■ Job: Write out the full set of records below exactly.

• • • • •

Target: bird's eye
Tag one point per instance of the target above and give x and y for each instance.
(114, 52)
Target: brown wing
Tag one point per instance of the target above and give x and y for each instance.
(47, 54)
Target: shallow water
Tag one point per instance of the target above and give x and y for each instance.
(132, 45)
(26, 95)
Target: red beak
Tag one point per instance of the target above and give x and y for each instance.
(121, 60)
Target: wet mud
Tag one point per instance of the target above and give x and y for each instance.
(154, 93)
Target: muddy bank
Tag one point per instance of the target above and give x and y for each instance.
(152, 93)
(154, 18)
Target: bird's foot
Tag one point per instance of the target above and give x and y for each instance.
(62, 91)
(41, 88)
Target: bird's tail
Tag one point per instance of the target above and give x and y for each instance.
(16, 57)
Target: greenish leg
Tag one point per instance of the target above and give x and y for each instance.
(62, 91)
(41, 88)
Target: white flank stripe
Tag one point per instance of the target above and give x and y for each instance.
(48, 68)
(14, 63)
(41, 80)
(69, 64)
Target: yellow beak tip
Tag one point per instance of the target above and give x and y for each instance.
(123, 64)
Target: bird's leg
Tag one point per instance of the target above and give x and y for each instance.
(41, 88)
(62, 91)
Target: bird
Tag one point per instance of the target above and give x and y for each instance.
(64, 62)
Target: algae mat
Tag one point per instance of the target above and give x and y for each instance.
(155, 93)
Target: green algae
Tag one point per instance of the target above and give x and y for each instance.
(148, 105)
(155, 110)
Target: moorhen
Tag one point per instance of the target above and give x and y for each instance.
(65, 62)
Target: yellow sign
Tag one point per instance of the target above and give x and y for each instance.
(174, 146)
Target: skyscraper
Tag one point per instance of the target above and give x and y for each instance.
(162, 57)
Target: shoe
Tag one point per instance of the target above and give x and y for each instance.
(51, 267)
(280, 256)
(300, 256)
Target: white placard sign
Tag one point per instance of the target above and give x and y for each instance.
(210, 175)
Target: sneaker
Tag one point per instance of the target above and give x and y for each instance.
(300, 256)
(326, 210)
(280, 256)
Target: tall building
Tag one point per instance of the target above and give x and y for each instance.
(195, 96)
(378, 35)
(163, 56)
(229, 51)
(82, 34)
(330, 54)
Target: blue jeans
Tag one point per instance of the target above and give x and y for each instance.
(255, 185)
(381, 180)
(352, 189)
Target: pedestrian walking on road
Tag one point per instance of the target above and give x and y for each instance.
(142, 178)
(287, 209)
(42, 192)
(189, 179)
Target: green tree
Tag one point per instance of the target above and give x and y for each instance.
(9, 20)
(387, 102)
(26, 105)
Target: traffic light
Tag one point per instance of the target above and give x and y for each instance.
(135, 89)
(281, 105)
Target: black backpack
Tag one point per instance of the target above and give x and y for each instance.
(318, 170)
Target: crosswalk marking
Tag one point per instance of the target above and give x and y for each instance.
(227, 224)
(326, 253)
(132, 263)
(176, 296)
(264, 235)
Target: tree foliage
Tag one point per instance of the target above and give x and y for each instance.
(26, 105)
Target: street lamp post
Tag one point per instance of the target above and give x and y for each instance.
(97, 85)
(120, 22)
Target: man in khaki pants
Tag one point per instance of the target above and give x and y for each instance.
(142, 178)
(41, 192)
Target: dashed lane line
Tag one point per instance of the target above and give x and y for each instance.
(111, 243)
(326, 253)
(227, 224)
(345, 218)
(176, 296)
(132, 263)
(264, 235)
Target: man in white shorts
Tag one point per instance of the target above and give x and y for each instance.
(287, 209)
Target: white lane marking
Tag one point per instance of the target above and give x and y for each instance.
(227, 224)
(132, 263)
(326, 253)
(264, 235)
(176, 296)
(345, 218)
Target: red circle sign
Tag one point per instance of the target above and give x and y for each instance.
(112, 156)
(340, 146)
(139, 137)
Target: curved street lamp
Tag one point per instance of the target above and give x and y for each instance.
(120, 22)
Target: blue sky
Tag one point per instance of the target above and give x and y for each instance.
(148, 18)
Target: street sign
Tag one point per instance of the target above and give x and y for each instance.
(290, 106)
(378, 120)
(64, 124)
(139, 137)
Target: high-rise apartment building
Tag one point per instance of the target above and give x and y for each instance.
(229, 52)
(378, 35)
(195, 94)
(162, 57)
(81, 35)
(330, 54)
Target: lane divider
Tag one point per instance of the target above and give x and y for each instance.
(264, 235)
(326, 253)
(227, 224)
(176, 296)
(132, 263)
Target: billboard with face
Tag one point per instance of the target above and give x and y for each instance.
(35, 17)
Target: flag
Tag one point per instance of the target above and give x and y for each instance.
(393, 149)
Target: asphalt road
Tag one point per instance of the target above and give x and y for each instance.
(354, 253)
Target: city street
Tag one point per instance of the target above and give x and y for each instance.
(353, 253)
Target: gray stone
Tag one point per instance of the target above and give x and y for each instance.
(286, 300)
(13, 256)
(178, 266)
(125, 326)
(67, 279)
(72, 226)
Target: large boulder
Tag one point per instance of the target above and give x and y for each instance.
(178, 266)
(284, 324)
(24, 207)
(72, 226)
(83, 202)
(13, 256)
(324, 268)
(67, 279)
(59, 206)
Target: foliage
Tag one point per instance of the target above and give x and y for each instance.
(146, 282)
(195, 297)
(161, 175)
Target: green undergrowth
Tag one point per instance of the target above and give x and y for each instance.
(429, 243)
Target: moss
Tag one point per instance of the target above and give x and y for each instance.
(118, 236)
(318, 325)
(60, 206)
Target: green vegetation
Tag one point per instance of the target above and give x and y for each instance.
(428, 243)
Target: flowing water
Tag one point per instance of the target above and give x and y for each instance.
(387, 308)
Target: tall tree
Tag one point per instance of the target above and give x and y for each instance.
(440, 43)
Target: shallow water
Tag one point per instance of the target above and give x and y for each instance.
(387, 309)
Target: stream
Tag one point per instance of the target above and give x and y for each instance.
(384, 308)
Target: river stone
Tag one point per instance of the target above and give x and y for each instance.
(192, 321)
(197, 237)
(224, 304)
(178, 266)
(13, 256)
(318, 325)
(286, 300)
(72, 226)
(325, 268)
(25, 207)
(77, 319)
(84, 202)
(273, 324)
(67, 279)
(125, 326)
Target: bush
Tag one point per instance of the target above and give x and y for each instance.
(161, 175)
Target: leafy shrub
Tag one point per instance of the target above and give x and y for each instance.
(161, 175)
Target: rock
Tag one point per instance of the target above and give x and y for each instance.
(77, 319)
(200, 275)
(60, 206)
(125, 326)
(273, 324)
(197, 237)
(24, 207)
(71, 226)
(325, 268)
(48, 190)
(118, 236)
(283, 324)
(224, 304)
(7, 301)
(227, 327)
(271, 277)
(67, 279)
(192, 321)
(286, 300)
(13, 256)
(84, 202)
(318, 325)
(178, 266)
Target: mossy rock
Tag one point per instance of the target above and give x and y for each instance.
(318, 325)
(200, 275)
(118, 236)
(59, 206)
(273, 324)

• • • • •

■ Answer to this problem:
Target: bird's eye
Tag one point per instance of the target above and give x and y for each instance.
(114, 52)
Target: brown wing
Tag one point per instance of the target above and give x and y for each instance.
(47, 54)
Target: shallow water
Tag one point per instance of the target above and give x and y for each instance.
(132, 45)
(26, 95)
Target: red beak
Tag one point per instance of the target above and give x and y for each instance.
(121, 60)
Target: wet mud
Tag one point per instance of the target above and give x and y for each instance.
(154, 93)
Target: muddy bank
Tag one point per instance of the target above and give x and y for each instance.
(152, 93)
(154, 18)
Target: bird's foot
Tag one point per instance of the target above and give x and y for each instance.
(62, 91)
(41, 88)
Target: bird's tail
Tag one point per instance of the target above and give x and y for each instance.
(16, 57)
Target: greenish leg
Tag one point per instance of the target above and give x and y for each instance.
(62, 91)
(41, 88)
Target: white flank stripe
Tag one point per instance of the target above and give x and y for each instance.
(48, 68)
(14, 63)
(41, 80)
(69, 64)
Target: yellow beak tip
Tag one point per instance of the target above and give x and y for each instance.
(123, 64)
Target: bird's leg
Tag one point per instance of the target above and give x and y for each instance.
(41, 88)
(62, 91)
Target: bird
Tag one point per instance of the target above and give x and y for each instance.
(64, 62)
Target: algae mat
Tag one point per instance of the target above and give x and y for each instance.
(155, 93)
Target: green algae
Tag one point per instance of the target above and give x and y for each instance.
(148, 105)
(155, 110)
Target: moorhen
Tag one point per instance of the target above and give x and y for each instance.
(65, 62)
Target: yellow sign
Tag one point per instance of the target above and give x and y for each instance.
(174, 146)
Target: skyscraper
Tag one point per instance of the target above and give x and y for each instance.
(162, 57)
Target: shoe
Tag one point per instance of the target above and give x and y for each instance.
(51, 267)
(280, 256)
(300, 256)
Target: white placard sign
Tag one point per instance of the target above and give x and y for each instance.
(210, 175)
Target: sneaker
Tag one point per instance of the target above and give x and y for each instance.
(300, 256)
(326, 210)
(280, 256)
Target: tall building
Tag one point per instance of the target above and give x and y for each instance.
(195, 96)
(378, 35)
(163, 56)
(229, 51)
(82, 34)
(330, 54)
Target: blue jeans
Tag one point per instance of the target above and give x and y for each instance.
(255, 185)
(381, 180)
(352, 189)
Target: pedestrian walking on road
Tag one point per instance of the target above and give x and y for each instance.
(142, 178)
(287, 209)
(42, 192)
(189, 179)
Target: green tree
Tag one point per instance of the target above and give x and y for each instance.
(9, 20)
(387, 102)
(26, 105)
Target: traffic light
Tag one point per instance of the target above and give x and y for each instance.
(135, 89)
(281, 105)
Target: black backpack
Tag one point per instance of the target above and give x and y for each instance.
(318, 170)
Target: crosswalk marking
Tag one point per instance of the target above and give x and y for each instance.
(227, 224)
(326, 253)
(132, 263)
(176, 296)
(264, 235)
Target: tree foliage
Tag one point per instance of the target above and give x and y for each instance.
(26, 105)
Target: street lamp post
Tag one point per instance of the target above and give x and y for each instance.
(97, 85)
(120, 22)
Target: man in khaki pants
Tag one point per instance of the target above and give x and y for each instance.
(142, 178)
(41, 192)
Target: dashed lane line
Tag one point per instance of the target above and give x and y for each instance.
(111, 243)
(326, 253)
(227, 224)
(345, 218)
(176, 296)
(132, 263)
(264, 235)
Target: man in white shorts
Tag one point per instance of the target above and give x and y for each instance.
(287, 209)
Target: white lane marking
Tag one point per instance of the target above and give x and y for each instance.
(227, 224)
(132, 263)
(326, 253)
(264, 235)
(176, 296)
(345, 218)
Target: red circle sign
Tag one point per instance of the target above and give x and y for each instance.
(112, 156)
(340, 146)
(139, 137)
Target: curved street lamp
Tag one point per instance of the target above and give x and y for each instance.
(120, 22)
Target: blue sky
Tag one point per instance of the target above and give x and y for each instance.
(148, 18)
Target: street sign
Tag one point per instance of the target above and give x and y for each instance.
(290, 106)
(378, 120)
(64, 124)
(139, 137)
Target: high-rise apartment building
Tag one point per instance of the target above and give x and y for each instance.
(229, 52)
(378, 35)
(195, 94)
(162, 57)
(81, 35)
(330, 54)
Target: lane divider
Tag one point per instance of the target above and give x and y for each instance.
(264, 235)
(326, 253)
(227, 224)
(176, 296)
(132, 263)
Target: billboard with face
Tag one point per instance of the target above and give x and y for each instance.
(35, 17)
Target: flag
Tag one point per instance of the target above and give x and y for each instance.
(393, 149)
Target: asphalt road
Tag one point per instance of the target above and give x and y for each instance.
(354, 253)
Target: city street
Tag one point per instance of the target above and give x and y for each instance.
(353, 253)
Target: gray stone
Tag one point per instance of the target above and give x and y for each instance.
(286, 300)
(13, 256)
(178, 266)
(125, 326)
(67, 279)
(72, 226)
Target: large boulder
Tag one point per instance of the target above and give x and y for each instance.
(178, 266)
(284, 324)
(24, 207)
(72, 226)
(83, 202)
(13, 256)
(324, 268)
(67, 279)
(59, 206)
Target: foliage
Tag one point per instance of the target above and give x and y for each instance.
(146, 282)
(195, 297)
(161, 175)
Target: green undergrowth
Tag one point per instance of the target above and give x and y for each instance.
(429, 243)
Target: moss
Tag one point per instance of the target above and give x and y for each instance.
(118, 236)
(318, 325)
(60, 206)
Target: green vegetation
Tag one point per instance of the target above and give x and y for each instance.
(428, 243)
Target: flowing water
Tag one point per instance of the target above and give x and y for each instance.
(387, 308)
Target: tall tree
Tag one point per instance of the target above and give x and y for each instance.
(440, 43)
Target: shallow water
Tag one point per instance of the target above and give x and y for each instance.
(387, 309)
Target: stream
Tag one point per instance of the target above and give x and y for each instance.
(384, 308)
Target: river stone
Tag one point per instance of the target above and give x and y for each instance.
(192, 321)
(197, 237)
(224, 304)
(178, 266)
(13, 256)
(318, 325)
(286, 300)
(72, 226)
(325, 268)
(25, 207)
(77, 319)
(84, 202)
(273, 324)
(67, 279)
(125, 326)
Target: bush
Tag one point per instance of the target above and give x and y for each instance.
(161, 175)
Target: leafy shrub
Tag one point per instance of the target above and give x and y for each instance.
(161, 175)
Target: rock
Tag one point per instance of the target above and give x and y for each instance.
(77, 319)
(200, 275)
(60, 206)
(125, 326)
(273, 324)
(197, 237)
(24, 207)
(71, 226)
(325, 268)
(48, 190)
(118, 236)
(283, 324)
(224, 304)
(7, 301)
(227, 327)
(271, 277)
(67, 279)
(192, 321)
(286, 300)
(13, 256)
(84, 202)
(318, 325)
(178, 266)
Target: mossy rock
Tag one point per instance of the target above and give x and y for each instance.
(318, 325)
(200, 275)
(118, 236)
(59, 206)
(273, 324)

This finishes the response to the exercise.